- Instruction -
Retype the lines below with no changes.

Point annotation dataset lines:
++++++++
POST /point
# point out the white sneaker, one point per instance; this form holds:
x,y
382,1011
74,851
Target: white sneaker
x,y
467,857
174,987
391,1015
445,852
++++++++
- Exercise response -
POST /point
# point out the white sneaker, one point per instance; this form holds:
x,y
382,1011
74,851
Target: white sneaker
x,y
467,857
174,987
391,1015
445,852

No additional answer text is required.